Brief → Recast the material as a numbered list with blank lines omitted, starting at the line containing "pixel 296 214." and continuing through the line containing "pixel 239 47", and include only those lines.

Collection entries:
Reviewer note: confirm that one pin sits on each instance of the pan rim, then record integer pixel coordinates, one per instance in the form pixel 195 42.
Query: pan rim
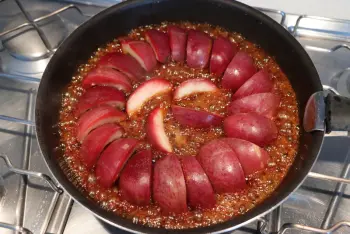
pixel 126 224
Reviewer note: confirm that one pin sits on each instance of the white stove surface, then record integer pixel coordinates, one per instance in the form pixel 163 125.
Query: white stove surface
pixel 29 203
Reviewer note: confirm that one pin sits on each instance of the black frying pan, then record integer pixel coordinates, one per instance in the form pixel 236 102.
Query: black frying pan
pixel 255 26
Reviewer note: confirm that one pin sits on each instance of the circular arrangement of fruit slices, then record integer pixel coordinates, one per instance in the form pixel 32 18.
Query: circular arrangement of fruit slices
pixel 176 117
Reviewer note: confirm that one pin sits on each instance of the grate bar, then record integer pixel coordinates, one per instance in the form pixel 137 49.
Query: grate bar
pixel 39 175
pixel 327 177
pixel 282 13
pixel 303 17
pixel 37 28
pixel 33 23
pixel 20 78
pixel 15 228
pixel 17 120
pixel 293 226
pixel 338 193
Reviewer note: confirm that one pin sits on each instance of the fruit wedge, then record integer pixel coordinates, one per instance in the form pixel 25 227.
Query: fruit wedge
pixel 240 69
pixel 155 131
pixel 260 82
pixel 265 104
pixel 124 63
pixel 97 117
pixel 222 167
pixel 146 91
pixel 97 140
pixel 142 52
pixel 105 76
pixel 177 40
pixel 135 179
pixel 200 193
pixel 169 188
pixel 221 55
pixel 252 127
pixel 195 118
pixel 192 86
pixel 159 42
pixel 252 157
pixel 98 96
pixel 113 159
pixel 198 49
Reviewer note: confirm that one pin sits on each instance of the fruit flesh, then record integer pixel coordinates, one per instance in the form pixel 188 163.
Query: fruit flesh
pixel 272 173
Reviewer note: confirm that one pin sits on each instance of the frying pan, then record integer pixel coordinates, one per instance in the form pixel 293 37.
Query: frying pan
pixel 322 114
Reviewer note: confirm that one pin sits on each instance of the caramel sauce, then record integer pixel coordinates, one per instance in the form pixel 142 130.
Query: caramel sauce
pixel 186 141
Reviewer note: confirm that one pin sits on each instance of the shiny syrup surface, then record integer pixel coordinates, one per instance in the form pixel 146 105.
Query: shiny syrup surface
pixel 186 141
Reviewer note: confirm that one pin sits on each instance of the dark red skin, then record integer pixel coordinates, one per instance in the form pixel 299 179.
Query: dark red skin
pixel 251 127
pixel 169 188
pixel 124 63
pixel 221 55
pixel 195 118
pixel 198 49
pixel 260 82
pixel 113 159
pixel 98 96
pixel 160 44
pixel 135 179
pixel 177 41
pixel 200 193
pixel 97 140
pixel 252 157
pixel 96 117
pixel 240 69
pixel 222 167
pixel 106 76
pixel 265 104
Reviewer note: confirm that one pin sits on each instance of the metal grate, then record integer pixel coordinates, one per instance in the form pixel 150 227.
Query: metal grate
pixel 271 223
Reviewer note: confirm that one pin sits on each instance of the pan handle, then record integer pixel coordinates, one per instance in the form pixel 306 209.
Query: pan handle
pixel 337 113
pixel 326 111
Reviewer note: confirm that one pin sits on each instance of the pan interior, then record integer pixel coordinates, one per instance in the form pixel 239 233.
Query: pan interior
pixel 119 20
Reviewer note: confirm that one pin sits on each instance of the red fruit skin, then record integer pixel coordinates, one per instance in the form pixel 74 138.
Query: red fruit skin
pixel 97 117
pixel 113 159
pixel 240 69
pixel 105 76
pixel 260 82
pixel 135 179
pixel 169 188
pixel 123 63
pixel 222 167
pixel 159 42
pixel 251 127
pixel 196 118
pixel 97 140
pixel 200 193
pixel 145 91
pixel 252 157
pixel 142 52
pixel 177 41
pixel 155 131
pixel 198 49
pixel 265 104
pixel 98 96
pixel 221 55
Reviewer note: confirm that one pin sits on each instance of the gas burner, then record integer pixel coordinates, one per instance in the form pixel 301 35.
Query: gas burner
pixel 24 51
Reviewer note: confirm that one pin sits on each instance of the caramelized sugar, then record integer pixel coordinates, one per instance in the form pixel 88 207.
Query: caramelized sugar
pixel 186 141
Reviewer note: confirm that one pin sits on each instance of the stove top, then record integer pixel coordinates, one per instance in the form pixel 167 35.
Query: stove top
pixel 35 204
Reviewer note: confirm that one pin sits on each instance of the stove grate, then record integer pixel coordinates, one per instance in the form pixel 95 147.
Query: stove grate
pixel 271 223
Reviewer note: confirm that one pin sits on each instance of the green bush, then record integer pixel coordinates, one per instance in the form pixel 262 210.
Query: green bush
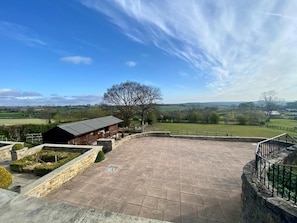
pixel 100 157
pixel 17 146
pixel 5 178
pixel 47 159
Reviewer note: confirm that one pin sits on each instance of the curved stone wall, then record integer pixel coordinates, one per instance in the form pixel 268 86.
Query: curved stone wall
pixel 258 206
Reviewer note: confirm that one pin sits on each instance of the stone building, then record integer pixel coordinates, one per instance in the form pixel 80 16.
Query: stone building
pixel 83 132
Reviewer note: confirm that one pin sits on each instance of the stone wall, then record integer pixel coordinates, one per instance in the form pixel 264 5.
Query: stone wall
pixel 257 204
pixel 56 178
pixel 18 154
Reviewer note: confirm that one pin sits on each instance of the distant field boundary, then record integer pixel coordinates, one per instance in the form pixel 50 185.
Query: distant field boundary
pixel 22 121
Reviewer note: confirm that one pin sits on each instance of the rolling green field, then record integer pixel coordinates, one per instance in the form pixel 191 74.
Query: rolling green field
pixel 22 121
pixel 283 123
pixel 219 129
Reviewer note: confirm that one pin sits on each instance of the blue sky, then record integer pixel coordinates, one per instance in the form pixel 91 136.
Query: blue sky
pixel 67 52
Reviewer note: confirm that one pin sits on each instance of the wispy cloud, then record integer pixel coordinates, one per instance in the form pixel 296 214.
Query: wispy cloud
pixel 77 60
pixel 10 97
pixel 131 63
pixel 20 33
pixel 239 47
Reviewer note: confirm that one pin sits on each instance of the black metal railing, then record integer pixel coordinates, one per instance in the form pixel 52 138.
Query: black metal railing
pixel 278 178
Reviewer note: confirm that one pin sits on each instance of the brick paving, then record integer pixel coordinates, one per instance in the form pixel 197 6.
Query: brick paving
pixel 170 179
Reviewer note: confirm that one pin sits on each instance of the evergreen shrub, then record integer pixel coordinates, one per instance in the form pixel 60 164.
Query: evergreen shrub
pixel 5 178
pixel 100 157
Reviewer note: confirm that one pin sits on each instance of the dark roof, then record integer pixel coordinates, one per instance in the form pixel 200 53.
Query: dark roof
pixel 82 127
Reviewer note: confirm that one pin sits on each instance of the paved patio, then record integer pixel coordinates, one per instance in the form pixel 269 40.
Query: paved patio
pixel 171 179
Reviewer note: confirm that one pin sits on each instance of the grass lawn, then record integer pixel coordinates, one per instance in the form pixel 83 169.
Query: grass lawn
pixel 23 121
pixel 290 123
pixel 219 129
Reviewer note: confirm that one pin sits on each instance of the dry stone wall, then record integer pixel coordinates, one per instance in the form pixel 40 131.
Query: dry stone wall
pixel 56 178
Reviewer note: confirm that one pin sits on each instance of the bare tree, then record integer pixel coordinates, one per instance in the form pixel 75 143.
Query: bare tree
pixel 131 98
pixel 147 98
pixel 124 98
pixel 270 100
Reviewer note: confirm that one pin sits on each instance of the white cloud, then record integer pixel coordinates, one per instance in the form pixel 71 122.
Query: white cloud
pixel 20 33
pixel 131 63
pixel 77 60
pixel 9 97
pixel 242 48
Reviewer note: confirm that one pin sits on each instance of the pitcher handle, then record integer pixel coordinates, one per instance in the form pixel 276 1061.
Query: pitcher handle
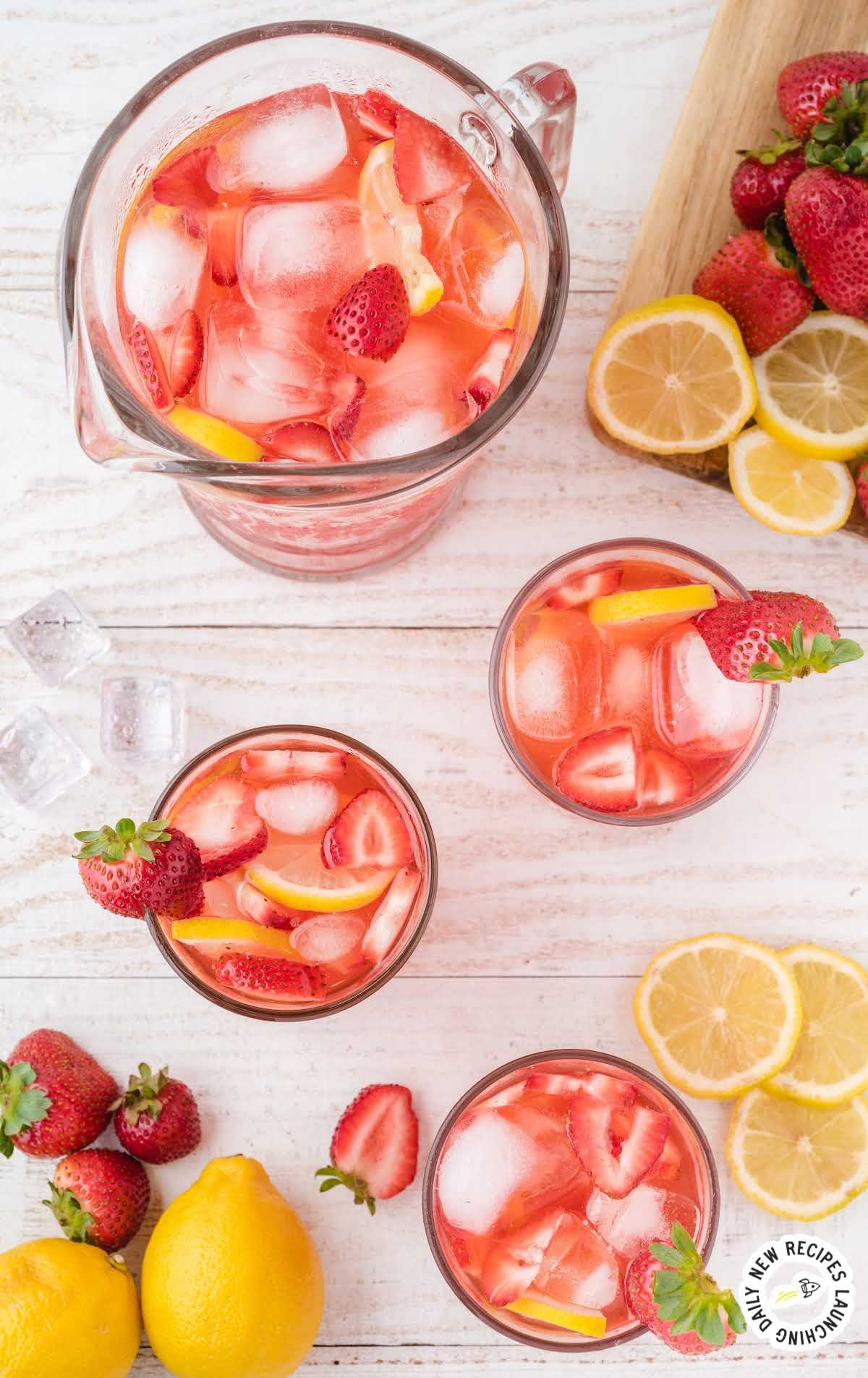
pixel 543 98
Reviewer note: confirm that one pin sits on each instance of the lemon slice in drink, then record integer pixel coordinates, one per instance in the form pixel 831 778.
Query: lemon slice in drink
pixel 813 388
pixel 787 491
pixel 208 932
pixel 305 884
pixel 673 377
pixel 394 231
pixel 720 1013
pixel 798 1160
pixel 830 1063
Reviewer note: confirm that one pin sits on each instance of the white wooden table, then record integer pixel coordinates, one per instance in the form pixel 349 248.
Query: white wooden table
pixel 542 924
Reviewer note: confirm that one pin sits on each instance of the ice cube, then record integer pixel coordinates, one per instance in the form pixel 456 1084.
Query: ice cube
pixel 39 760
pixel 57 638
pixel 634 1221
pixel 141 720
pixel 263 370
pixel 302 255
pixel 163 266
pixel 696 707
pixel 485 1163
pixel 289 143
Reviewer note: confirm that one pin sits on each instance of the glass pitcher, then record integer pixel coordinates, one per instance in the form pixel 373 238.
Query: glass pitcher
pixel 289 517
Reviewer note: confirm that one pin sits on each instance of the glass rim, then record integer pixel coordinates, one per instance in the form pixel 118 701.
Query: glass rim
pixel 197 464
pixel 320 1011
pixel 561 1055
pixel 623 820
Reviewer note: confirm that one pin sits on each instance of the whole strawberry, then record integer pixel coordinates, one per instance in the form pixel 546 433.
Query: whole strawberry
pixel 805 86
pixel 375 1146
pixel 760 286
pixel 100 1196
pixel 129 870
pixel 667 1289
pixel 773 637
pixel 156 1119
pixel 827 217
pixel 54 1097
pixel 760 182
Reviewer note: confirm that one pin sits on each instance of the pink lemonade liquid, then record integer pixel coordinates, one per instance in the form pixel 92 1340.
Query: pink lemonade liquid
pixel 318 862
pixel 521 1222
pixel 623 717
pixel 248 236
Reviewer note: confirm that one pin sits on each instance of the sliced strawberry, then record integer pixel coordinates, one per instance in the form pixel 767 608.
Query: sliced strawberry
pixel 187 353
pixel 258 907
pixel 663 779
pixel 391 914
pixel 152 370
pixel 580 589
pixel 373 316
pixel 487 374
pixel 225 826
pixel 429 164
pixel 600 770
pixel 222 244
pixel 378 114
pixel 281 764
pixel 589 1125
pixel 306 441
pixel 375 1146
pixel 185 181
pixel 368 831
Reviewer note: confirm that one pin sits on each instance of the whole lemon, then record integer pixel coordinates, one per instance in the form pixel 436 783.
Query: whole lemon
pixel 231 1285
pixel 67 1311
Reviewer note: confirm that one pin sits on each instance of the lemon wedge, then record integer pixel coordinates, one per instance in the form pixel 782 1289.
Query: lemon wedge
pixel 798 1160
pixel 637 604
pixel 813 388
pixel 720 1013
pixel 568 1318
pixel 786 491
pixel 830 1063
pixel 394 231
pixel 211 932
pixel 673 377
pixel 216 435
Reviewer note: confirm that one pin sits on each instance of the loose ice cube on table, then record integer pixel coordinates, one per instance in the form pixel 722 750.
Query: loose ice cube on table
pixel 163 266
pixel 289 143
pixel 57 638
pixel 38 760
pixel 141 720
pixel 696 707
pixel 301 255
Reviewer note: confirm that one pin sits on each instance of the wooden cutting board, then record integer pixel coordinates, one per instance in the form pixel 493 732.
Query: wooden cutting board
pixel 731 105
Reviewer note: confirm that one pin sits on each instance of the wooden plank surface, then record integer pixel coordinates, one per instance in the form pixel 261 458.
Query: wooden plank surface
pixel 543 924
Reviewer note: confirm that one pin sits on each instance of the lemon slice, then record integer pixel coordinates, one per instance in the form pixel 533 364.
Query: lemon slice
pixel 568 1318
pixel 216 435
pixel 720 1013
pixel 784 490
pixel 813 388
pixel 393 229
pixel 673 377
pixel 637 604
pixel 305 884
pixel 798 1160
pixel 224 933
pixel 830 1063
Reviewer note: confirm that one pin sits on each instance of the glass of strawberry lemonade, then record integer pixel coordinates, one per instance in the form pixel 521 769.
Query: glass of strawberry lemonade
pixel 320 872
pixel 605 694
pixel 548 1178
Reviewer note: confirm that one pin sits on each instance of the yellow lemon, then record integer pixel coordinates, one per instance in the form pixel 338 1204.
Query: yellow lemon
pixel 231 1285
pixel 67 1311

Full response →
1. Reviewer note: confirm that one pin sits on each instance of the wispy cloud, then record integer pixel coordinates, one per instance in the form pixel 296 214.
2. Query: wispy cloud
3. pixel 77 60
4. pixel 10 97
5. pixel 131 63
6. pixel 20 33
7. pixel 239 47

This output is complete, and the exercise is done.